◆ **Exercise brief**:
Convert every line of the records below into a Markdown table, skipping blank lines. Use the column "Row" for the row number and "Line" for the line itself.

◆ **Source records**:
========================================
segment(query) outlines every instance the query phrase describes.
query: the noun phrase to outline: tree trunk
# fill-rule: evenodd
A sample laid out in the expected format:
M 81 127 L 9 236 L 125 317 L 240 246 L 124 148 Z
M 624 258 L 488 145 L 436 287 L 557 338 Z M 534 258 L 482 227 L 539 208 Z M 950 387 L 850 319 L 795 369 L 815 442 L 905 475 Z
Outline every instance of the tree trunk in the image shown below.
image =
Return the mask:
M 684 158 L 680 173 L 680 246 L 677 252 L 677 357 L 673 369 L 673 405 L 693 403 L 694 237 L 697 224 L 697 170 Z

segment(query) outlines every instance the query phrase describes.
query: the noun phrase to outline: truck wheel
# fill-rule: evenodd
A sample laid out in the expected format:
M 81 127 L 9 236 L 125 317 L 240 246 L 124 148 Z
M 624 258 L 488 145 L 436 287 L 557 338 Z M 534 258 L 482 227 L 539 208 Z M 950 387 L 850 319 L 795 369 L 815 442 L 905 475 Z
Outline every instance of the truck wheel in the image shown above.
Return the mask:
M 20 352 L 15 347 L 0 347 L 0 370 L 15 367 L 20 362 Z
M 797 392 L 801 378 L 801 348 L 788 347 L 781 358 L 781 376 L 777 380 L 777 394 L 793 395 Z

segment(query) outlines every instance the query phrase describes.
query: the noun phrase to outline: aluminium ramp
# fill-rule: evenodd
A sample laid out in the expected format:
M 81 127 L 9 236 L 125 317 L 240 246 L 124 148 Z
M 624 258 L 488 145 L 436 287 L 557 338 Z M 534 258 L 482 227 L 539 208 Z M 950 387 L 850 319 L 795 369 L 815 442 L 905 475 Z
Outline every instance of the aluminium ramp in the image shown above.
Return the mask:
========================================
◆ **Output below**:
| Row | Line |
|---|---|
| 1 | segment(query) outlines every instance the query phrase describes. |
| 2 | query: the noun phrase to outline: tree trunk |
| 3 | # fill-rule: evenodd |
| 4 | A sample laid out in the expected format: |
| 5 | M 81 127 L 9 236 L 125 317 L 240 246 L 124 148 Z |
| 6 | M 624 258 L 488 145 L 436 287 L 557 338 Z M 534 258 L 482 227 L 539 208 Z M 950 387 L 850 319 L 795 369 L 815 442 L 905 475 Z |
| 7 | Outline every instance of the tree trunk in the image shown below. |
| 8 | image = |
| 9 | Return the mask: |
| 10 | M 684 158 L 680 173 L 680 246 L 677 252 L 677 357 L 673 369 L 673 405 L 693 403 L 694 237 L 697 224 L 697 170 Z |
| 11 | segment(query) outlines every instance the query phrase describes. |
| 12 | query: the noun phrase to outline: truck wheel |
| 13 | # fill-rule: evenodd |
| 14 | A sample laid out in the expected format: |
| 15 | M 81 127 L 9 236 L 125 317 L 240 246 L 124 148 Z |
| 16 | M 624 258 L 488 145 L 436 287 L 557 338 Z M 534 258 L 482 227 L 539 208 Z M 950 387 L 850 319 L 795 369 L 815 442 L 905 475 Z |
| 17 | Outline every instance of the truck wheel in the image shown above. |
| 18 | Return the mask: |
| 19 | M 20 352 L 15 347 L 0 347 L 0 370 L 15 367 L 20 362 Z |
| 20 | M 797 392 L 801 378 L 801 348 L 788 347 L 781 358 L 781 376 L 777 380 L 777 394 L 793 395 Z |
| 21 | segment(query) outlines every instance the query phrase describes. |
| 22 | query: the noun phrase to outline: aluminium ramp |
| 23 | # fill-rule: evenodd |
| 24 | A sample laid out in the expected format: |
| 25 | M 81 127 L 9 236 L 125 317 L 240 246 L 124 148 Z |
| 26 | M 624 258 L 488 145 L 436 287 L 557 338 Z M 534 258 L 482 227 L 539 208 Z M 950 387 L 850 319 L 795 369 L 815 442 L 905 475 Z |
| 27 | Outline every instance of the aluminium ramp in the image shown above. |
| 28 | Return the mask: |